— The task —
Present an exact copy of each line below.

___ Material for this exercise

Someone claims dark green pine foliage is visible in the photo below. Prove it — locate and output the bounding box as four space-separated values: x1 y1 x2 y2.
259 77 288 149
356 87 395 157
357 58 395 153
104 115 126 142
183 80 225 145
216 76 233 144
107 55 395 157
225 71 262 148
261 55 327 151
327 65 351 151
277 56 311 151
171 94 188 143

______

— Answer below —
Someone claims dark green pine foliage is visible in the photo below. Prove it — locate and output the bounding box as four space-separated values: x1 y1 x2 y2.
259 77 288 149
356 87 395 157
357 58 395 153
104 115 126 142
183 80 225 145
216 76 233 144
107 55 395 157
225 71 262 148
261 55 327 151
327 65 351 151
277 56 311 151
171 94 188 143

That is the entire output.